> **Page extract**
= Beginning of Section =

Ornamental cherry trees look stunning in spring when their blossoms cover the branches and in fall when their purple-tinged leaves turn red. Most varieties of ornamental cherry trees grow about 20 feet high and spread to approximately the same width. Ornamental cherry trees live for about 50 years.
Mulch the soil around the base of your ornamental cherry tree. Spread a 4- to 6-inch layer either out to the drip line of the branches or in a ring 3 feet in diameter around the trunk. Use an organic mulch, such as wood chips or shredded bark. This will conserve moisture and discourage weeds and turf from competing with your tree for water and nutrients.
Prune to remove dead or diseased branches. Also cut off older branches that are bare of foliage or blossoms along their length, with the growth appearing near the end of the branch. The best time to prune ornamental cherry trees is in late spring or early summer; the cuts heal faster at this time.
Water every 10 to 14 days during the growing season. Put a garden hose near the base of the tree and allow a trickle of water to slowly seep into the ground around the base of the cherry tree. Leave the hose running for one to two hours, until the ground is wet 10 to 12 inches below the surface. This will encourage your ornamental cherry tree to put down deep roots, making it less susceptible to drought or damage from high winds.
Fertilize ornamental cherry trees in early spring and again in early summer. Spread slow-release granulated fertilizer, specially formulated for fruit trees, around the base of the tree, out to the drip line. Pull back the mulch and sprinkle the fertilizer on the soil following the manufacturer’s recommended rate of application. Scratch the fertilizer into the soil with your garden claw or digging fork. Replace mulch.
Inspect your tree monthly for signs of aphids, which are a common pest of ornamental cherry trees. They appear as small white insects that cover small twigs and the underside of leaves. Aphids suck the sap from their host plant and weaken it, making it further susceptible to other pests and diseases. Release large quantities of purchased ladybugs near your ornamental cherry trees. The ladybugs eat aphids.
Clean up fallen autumn leaves to reduce the possibility of disease or mold forming in the leaves around the base of the tree and harming it.

= End of Section =

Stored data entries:
= Beginning of Section =

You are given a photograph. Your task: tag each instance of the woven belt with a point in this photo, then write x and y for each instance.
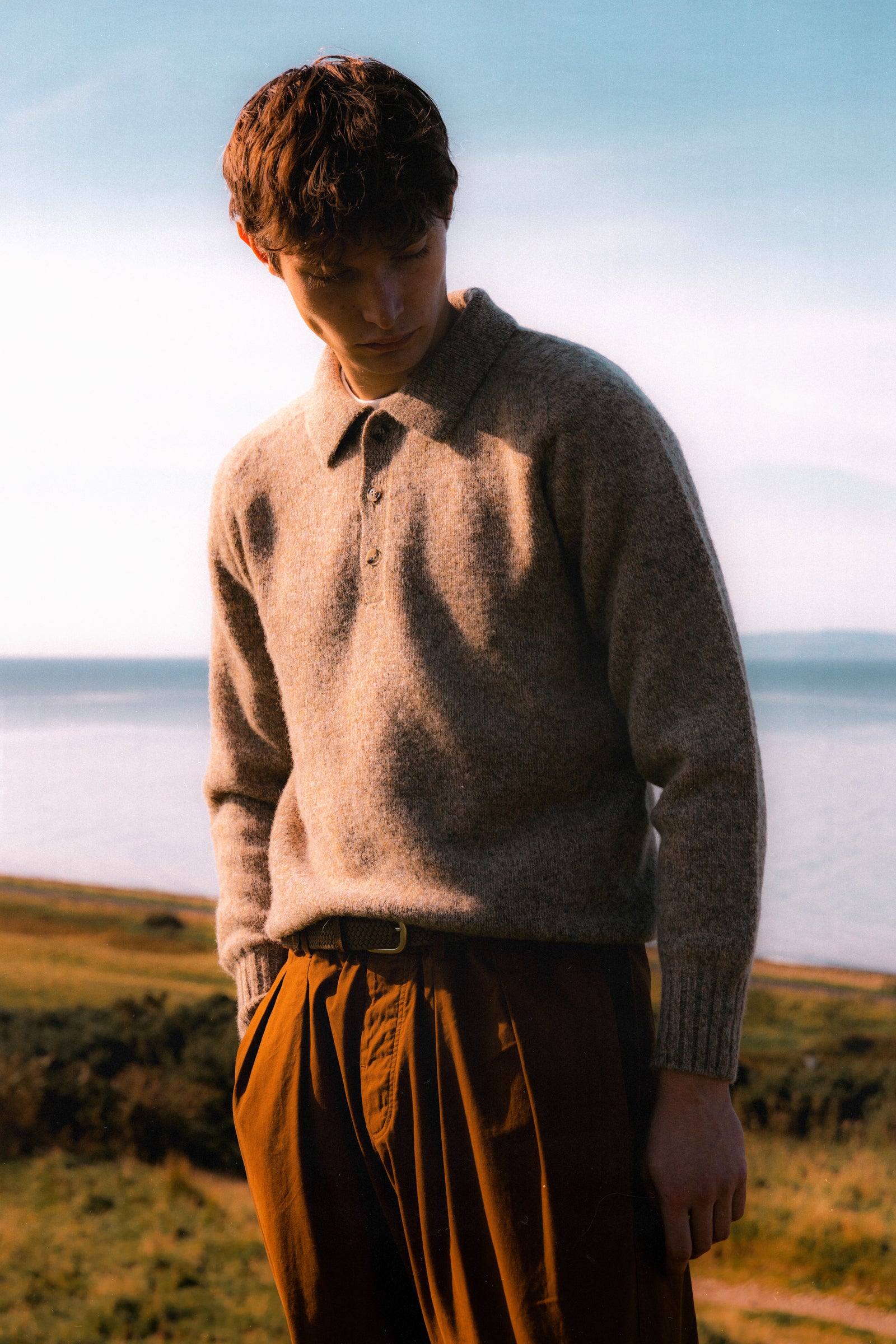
(349, 933)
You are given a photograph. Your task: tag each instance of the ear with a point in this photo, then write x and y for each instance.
(250, 242)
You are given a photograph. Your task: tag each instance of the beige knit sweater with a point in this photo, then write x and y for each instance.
(453, 639)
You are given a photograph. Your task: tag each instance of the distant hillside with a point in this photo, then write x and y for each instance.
(821, 646)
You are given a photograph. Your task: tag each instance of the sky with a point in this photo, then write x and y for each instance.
(702, 192)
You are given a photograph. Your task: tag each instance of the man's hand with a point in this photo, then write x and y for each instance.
(696, 1163)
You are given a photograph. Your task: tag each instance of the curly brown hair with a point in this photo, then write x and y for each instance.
(334, 152)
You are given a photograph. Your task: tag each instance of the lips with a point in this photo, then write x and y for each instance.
(385, 346)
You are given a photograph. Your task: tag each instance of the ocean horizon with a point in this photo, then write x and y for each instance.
(102, 764)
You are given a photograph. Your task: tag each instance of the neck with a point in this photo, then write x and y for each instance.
(370, 386)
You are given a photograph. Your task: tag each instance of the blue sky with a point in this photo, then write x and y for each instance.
(702, 192)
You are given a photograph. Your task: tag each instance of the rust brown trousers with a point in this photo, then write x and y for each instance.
(444, 1146)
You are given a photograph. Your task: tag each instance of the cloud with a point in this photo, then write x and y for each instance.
(133, 355)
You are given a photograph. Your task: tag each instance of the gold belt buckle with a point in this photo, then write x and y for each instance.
(402, 940)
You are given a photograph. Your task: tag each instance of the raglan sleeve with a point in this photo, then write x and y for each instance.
(659, 605)
(249, 761)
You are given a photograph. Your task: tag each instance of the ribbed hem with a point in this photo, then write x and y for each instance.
(254, 973)
(700, 1018)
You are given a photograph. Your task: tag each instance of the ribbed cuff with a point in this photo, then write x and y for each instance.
(700, 1018)
(254, 973)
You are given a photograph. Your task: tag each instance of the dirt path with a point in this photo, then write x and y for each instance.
(752, 1298)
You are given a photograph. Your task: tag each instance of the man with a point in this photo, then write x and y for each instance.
(466, 612)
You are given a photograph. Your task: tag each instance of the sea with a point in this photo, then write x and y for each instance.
(102, 763)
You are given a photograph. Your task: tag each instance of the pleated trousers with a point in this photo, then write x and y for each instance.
(445, 1146)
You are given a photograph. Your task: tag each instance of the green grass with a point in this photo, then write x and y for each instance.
(820, 1218)
(65, 945)
(115, 1252)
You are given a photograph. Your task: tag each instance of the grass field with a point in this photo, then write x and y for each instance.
(122, 1250)
(63, 945)
(106, 1252)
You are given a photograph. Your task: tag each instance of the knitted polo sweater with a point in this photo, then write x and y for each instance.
(454, 640)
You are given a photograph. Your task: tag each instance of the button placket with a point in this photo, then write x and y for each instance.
(374, 447)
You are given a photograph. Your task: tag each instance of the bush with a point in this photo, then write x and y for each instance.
(836, 1099)
(136, 1079)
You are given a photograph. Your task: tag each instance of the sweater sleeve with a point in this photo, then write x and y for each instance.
(249, 764)
(661, 616)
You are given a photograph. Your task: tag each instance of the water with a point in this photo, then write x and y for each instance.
(102, 765)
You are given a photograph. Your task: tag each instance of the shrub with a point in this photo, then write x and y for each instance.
(136, 1079)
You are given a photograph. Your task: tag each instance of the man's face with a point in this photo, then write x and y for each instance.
(379, 310)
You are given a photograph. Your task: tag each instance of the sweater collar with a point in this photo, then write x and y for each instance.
(435, 397)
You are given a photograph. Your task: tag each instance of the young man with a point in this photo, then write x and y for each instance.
(466, 612)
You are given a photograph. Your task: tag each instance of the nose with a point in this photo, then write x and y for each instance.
(382, 306)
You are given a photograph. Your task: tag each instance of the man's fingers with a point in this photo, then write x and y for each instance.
(700, 1230)
(678, 1233)
(739, 1201)
(722, 1221)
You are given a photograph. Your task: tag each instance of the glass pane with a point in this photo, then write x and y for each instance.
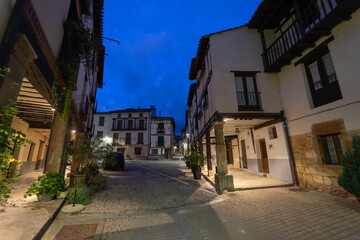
(239, 84)
(331, 150)
(250, 84)
(329, 66)
(314, 70)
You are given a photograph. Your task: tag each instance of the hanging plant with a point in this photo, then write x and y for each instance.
(63, 102)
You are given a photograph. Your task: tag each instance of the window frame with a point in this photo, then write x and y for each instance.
(247, 98)
(325, 92)
(101, 121)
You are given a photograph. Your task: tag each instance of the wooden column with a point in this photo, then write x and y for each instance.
(222, 180)
(208, 153)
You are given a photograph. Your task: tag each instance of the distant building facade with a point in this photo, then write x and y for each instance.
(277, 96)
(128, 130)
(162, 137)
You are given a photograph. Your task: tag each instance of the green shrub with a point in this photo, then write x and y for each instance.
(350, 177)
(82, 195)
(47, 184)
(197, 160)
(110, 162)
(97, 182)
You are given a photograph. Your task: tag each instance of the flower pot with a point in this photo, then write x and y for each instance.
(77, 180)
(45, 198)
(197, 173)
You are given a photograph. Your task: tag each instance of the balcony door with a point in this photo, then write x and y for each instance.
(247, 94)
(130, 124)
(141, 124)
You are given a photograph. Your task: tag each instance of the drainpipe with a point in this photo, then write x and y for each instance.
(8, 41)
(291, 153)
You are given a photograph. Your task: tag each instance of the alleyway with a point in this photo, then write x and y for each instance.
(159, 200)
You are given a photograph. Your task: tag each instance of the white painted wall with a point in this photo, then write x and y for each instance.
(240, 50)
(52, 21)
(345, 53)
(278, 157)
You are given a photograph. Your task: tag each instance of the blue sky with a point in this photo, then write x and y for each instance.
(158, 38)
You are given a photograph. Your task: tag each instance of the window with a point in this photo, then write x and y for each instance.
(101, 121)
(140, 138)
(141, 124)
(130, 124)
(100, 134)
(161, 128)
(137, 151)
(322, 78)
(128, 138)
(272, 133)
(248, 98)
(115, 138)
(206, 100)
(160, 141)
(119, 124)
(331, 149)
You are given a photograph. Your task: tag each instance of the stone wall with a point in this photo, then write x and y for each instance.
(311, 171)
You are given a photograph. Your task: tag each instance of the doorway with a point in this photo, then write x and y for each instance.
(39, 155)
(229, 153)
(264, 156)
(243, 154)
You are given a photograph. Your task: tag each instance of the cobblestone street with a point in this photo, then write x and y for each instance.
(159, 200)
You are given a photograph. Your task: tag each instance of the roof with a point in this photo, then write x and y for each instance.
(128, 110)
(269, 13)
(196, 63)
(191, 93)
(165, 118)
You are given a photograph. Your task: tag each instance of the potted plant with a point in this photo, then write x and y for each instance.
(197, 161)
(47, 186)
(187, 161)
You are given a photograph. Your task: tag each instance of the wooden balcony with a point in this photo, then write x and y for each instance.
(315, 21)
(115, 128)
(249, 101)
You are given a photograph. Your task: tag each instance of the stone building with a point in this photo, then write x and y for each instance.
(58, 88)
(276, 96)
(128, 130)
(162, 137)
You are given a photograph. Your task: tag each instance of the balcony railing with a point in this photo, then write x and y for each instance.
(314, 22)
(84, 107)
(115, 128)
(249, 101)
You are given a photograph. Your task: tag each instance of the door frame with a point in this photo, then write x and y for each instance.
(243, 154)
(264, 159)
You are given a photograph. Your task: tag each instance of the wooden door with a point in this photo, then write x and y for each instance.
(39, 155)
(115, 138)
(264, 157)
(128, 138)
(130, 124)
(229, 151)
(119, 124)
(141, 124)
(243, 154)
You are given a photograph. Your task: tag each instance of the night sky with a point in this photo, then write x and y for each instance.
(158, 38)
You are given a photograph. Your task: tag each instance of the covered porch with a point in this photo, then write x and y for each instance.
(251, 149)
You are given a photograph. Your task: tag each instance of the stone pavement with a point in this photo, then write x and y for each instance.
(28, 217)
(277, 213)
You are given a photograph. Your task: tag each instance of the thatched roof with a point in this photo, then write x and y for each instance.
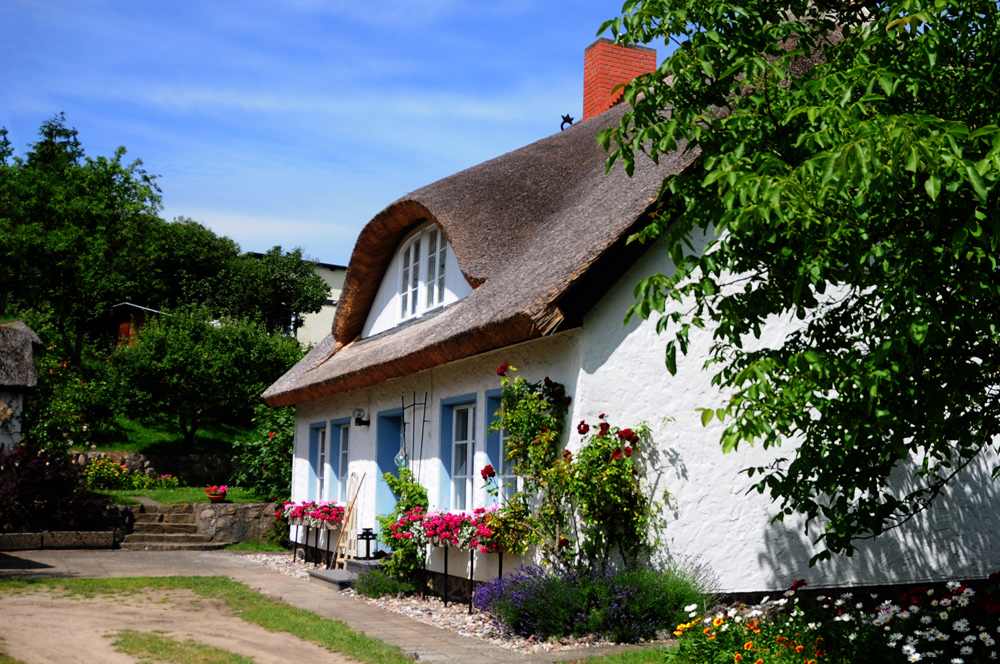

= End of Section =

> **Work order**
According to the guide on caring for ornamental cherry trees, how long do these trees live? The rows that come after the page are separate material and have nothing to do with it.

> **Exercise answer**
About 50 years.